◆ TEXT SEGMENT ◆

Integrative Psychotherapy

Integrative Psychotherapy is a therapy that embraces an affirming attitude towards the inherent value of each individual. It is a uniting psychotherapy that responds appropriately and effectively to the person at a, behavioural, cognitive, and physiological level, as well as the spiritual dimension of life.

Integrative Psychotherapy is often referred to as being the bringing together of affective, cognitive, behavioural, and physiological systems within the person, with an awareness of the social and transpersonal aspects of the systems surrounding that person. These concepts are utilized within a perspective of human development in which each phase of life presents heightened developmental tasks, need sensitivities, crises, and opportunities for new learning.

This therapy takes into account the many views of human functioning. The psychodynamic, client-centered, behaviourist, cognitive, family therapy, Gestalt therapy, body-psychotherapies, object relations theories, psychoanalytic self-psychology, and transactional analysis approaches are all considered within a dynamic systems perspective. Each provides a partial explanation of behaviour and each is enhanced when selectively integrated with other aspects of the therapist’s approach. The psychotherapy interventions used in Integrative Psychotherapy are based on developmental research and theories describing the self-protective defenses used when there are interruptions in normal development.

The aim is to facilitate wholeness such that the quality of the person’s being and functioning in the intra-psychic, interpersonal and socio-political space is maximized with due regard for each individual’s own personal limits and external constraints.

◆ WHAT TO DO ◆
In the passage on Integrative Psychotherapy, name every space in which the aim is to maximize the quality of the person's being and functioning. The listing that follows comes from a separate source and is unrelated to the passage on Integrative Psychotherapy.

◆ EXTRACTED DATA ◆

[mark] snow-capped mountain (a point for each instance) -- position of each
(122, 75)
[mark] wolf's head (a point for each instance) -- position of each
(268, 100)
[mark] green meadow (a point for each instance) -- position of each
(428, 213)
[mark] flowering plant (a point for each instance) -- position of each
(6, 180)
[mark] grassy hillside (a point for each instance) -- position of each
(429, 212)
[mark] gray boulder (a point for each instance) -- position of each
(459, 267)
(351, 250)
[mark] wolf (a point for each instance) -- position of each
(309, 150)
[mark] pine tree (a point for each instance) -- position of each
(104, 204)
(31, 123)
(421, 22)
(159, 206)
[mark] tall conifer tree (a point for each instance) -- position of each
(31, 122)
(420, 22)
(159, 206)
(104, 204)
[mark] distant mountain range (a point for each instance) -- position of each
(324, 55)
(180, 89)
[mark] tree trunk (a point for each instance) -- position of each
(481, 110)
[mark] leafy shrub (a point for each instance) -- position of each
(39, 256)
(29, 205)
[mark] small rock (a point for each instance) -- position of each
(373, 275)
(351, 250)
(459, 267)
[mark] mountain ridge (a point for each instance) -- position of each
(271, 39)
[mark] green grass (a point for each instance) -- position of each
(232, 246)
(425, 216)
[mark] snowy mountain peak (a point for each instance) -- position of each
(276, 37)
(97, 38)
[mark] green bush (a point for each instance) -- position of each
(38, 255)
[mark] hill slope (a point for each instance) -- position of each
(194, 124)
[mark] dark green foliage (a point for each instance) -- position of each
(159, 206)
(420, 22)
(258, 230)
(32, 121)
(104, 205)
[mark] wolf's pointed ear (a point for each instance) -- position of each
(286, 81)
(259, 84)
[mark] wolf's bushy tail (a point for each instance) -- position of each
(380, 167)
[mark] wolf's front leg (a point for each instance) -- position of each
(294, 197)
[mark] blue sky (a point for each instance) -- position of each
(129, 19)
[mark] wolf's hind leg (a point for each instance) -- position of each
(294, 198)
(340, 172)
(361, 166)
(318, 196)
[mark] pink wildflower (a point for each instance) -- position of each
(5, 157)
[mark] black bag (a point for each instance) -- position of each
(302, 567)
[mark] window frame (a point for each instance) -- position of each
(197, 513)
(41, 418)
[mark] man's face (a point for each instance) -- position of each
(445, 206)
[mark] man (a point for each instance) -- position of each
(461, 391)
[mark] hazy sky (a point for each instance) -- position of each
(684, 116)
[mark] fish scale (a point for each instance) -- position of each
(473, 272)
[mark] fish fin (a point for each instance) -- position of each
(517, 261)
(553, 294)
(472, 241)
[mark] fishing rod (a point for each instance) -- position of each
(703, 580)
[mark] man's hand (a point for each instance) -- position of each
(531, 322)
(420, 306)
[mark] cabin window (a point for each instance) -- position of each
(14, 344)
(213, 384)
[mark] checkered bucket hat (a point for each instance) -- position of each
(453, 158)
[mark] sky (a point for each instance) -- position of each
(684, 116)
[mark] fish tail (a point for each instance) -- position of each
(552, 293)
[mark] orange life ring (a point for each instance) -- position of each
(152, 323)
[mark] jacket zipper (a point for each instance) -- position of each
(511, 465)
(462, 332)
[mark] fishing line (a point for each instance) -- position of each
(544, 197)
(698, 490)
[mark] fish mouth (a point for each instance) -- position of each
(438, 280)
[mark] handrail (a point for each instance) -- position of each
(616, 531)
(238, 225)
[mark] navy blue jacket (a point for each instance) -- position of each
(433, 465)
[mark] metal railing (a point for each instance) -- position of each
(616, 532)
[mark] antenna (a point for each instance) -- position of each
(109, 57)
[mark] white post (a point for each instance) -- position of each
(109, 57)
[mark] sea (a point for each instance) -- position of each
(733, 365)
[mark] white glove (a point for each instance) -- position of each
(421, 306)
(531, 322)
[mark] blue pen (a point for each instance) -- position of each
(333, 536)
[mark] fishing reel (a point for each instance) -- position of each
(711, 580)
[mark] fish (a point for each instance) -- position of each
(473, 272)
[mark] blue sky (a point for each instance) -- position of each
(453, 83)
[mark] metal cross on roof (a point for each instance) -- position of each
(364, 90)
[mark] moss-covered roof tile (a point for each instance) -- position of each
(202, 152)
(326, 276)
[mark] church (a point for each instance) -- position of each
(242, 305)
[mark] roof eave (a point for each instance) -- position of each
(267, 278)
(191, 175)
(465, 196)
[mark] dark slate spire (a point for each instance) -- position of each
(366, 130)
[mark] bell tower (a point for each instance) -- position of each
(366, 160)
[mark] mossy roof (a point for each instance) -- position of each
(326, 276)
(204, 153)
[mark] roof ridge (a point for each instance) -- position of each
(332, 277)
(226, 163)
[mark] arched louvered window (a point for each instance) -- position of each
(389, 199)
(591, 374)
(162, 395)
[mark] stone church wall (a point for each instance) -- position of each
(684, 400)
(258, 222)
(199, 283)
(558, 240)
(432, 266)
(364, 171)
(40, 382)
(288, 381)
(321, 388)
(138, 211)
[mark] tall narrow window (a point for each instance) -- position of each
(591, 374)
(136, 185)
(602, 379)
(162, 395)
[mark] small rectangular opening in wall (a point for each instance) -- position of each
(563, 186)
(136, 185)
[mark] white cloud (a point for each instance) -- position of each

◆ YOUR RESPONSE ◆
- intra-psychic
- interpersonal
- socio-political